#### Request:
How many lines in the entries below contain the string "cliff"? Reply with the number alone.

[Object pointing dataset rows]
·····
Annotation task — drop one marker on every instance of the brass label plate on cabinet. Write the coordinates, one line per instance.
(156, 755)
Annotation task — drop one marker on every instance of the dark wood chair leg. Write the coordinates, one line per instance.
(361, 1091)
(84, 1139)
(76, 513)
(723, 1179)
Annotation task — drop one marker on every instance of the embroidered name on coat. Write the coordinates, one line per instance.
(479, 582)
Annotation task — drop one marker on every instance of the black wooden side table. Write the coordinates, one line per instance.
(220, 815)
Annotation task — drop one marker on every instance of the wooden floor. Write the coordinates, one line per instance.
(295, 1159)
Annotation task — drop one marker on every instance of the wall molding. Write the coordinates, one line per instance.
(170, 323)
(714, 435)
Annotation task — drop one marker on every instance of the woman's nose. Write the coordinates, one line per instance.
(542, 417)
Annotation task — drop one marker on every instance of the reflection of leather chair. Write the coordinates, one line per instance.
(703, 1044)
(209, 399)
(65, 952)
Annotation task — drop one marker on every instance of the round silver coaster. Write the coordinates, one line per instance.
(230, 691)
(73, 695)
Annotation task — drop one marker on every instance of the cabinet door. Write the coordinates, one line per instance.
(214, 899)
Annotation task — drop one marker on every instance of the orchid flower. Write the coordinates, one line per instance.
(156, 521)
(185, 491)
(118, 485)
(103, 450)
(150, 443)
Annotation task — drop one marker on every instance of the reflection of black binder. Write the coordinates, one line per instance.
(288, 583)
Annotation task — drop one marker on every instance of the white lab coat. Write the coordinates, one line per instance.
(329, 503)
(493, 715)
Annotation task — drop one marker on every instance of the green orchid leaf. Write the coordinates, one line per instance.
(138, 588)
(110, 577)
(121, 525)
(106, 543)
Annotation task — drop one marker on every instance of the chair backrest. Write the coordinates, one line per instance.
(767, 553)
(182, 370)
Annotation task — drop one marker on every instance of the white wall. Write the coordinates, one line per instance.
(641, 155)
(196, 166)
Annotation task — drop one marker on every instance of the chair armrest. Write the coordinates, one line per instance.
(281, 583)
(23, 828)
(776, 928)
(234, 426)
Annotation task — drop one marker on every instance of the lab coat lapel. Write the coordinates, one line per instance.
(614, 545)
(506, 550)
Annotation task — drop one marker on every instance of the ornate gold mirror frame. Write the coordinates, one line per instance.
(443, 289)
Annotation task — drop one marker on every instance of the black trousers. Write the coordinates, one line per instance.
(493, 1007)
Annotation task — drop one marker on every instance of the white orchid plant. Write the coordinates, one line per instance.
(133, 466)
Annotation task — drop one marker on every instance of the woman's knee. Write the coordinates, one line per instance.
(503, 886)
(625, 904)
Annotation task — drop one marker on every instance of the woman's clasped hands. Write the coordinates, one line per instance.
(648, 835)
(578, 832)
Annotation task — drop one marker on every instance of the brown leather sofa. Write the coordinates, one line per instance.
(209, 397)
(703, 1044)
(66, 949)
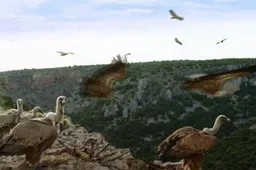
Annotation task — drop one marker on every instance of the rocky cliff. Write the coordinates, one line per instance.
·····
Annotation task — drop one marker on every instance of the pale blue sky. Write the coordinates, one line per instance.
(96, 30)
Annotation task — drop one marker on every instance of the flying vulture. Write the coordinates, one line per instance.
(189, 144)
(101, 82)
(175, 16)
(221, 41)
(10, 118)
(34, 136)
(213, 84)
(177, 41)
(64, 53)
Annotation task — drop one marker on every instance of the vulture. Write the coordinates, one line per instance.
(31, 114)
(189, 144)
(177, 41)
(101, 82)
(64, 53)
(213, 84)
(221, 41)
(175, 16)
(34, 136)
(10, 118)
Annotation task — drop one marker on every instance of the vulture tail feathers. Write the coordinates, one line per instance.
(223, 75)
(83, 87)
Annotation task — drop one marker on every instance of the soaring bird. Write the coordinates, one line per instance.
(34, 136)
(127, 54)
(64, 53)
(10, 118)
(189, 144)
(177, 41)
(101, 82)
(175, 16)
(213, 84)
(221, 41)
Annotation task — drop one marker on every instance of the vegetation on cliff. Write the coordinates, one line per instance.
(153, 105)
·····
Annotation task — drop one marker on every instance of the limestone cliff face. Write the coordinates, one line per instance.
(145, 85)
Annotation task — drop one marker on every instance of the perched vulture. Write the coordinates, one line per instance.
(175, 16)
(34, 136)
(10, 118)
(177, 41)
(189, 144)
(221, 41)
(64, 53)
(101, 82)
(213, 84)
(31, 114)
·····
#### The completed task:
3